>> Begin
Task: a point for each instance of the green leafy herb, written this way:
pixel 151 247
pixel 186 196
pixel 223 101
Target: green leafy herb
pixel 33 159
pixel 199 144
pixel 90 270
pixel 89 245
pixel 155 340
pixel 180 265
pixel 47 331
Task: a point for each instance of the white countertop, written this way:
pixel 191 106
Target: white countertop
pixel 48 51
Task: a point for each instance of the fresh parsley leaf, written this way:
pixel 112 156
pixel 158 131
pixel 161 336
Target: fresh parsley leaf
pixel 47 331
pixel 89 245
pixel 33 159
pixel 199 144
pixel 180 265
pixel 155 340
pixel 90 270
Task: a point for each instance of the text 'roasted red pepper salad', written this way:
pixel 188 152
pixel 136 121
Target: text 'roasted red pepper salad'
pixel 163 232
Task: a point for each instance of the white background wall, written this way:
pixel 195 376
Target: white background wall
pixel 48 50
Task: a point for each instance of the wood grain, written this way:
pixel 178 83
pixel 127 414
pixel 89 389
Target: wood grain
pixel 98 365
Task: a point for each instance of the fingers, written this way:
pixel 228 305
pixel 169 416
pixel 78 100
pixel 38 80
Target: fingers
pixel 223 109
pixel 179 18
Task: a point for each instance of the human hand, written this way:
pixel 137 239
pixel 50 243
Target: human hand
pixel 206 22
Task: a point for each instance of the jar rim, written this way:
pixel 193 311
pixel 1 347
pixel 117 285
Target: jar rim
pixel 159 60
>> End
◆ **STATED PROBLEM**
Rewrite all of the data, substituting "wooden surface" for each "wood grain" and keeping everything else the same.

◆ **OUTPUT**
Task: a point for each instance of the green leafy herb, written this way:
pixel 151 247
pixel 186 196
pixel 223 101
Target: green leafy herb
pixel 33 159
pixel 199 144
pixel 90 270
pixel 89 245
pixel 155 340
pixel 180 265
pixel 47 331
Task: a point for each instance of the white countertop, written this way:
pixel 191 106
Target: white countertop
pixel 48 51
Task: a point for each instance of the fresh parsley leaf, written this way:
pixel 112 156
pixel 158 131
pixel 161 336
Target: fresh parsley leaf
pixel 47 331
pixel 89 245
pixel 33 159
pixel 199 144
pixel 180 265
pixel 155 340
pixel 90 270
Task: a point for each instance of the text 'roasted red pepper salad', written this way:
pixel 188 152
pixel 136 121
Target: text 'roasted red pepper salad'
pixel 163 232
Task: a point for each instance of the white background wall, written this way:
pixel 195 376
Target: white background wall
pixel 48 50
Task: a point for each instance of the wooden surface, written this way:
pixel 178 83
pixel 127 414
pixel 89 389
Target: wooden surface
pixel 98 365
Task: a point for each instance of the fingers, written this way:
pixel 228 305
pixel 169 416
pixel 78 100
pixel 38 80
Target: fingers
pixel 223 109
pixel 179 18
Task: a point for each instance of the human hand, written this way:
pixel 137 239
pixel 50 243
Target: human hand
pixel 206 22
Task: a point for each instance of the jar rim, written this way:
pixel 193 311
pixel 1 347
pixel 117 285
Target: jar rim
pixel 159 60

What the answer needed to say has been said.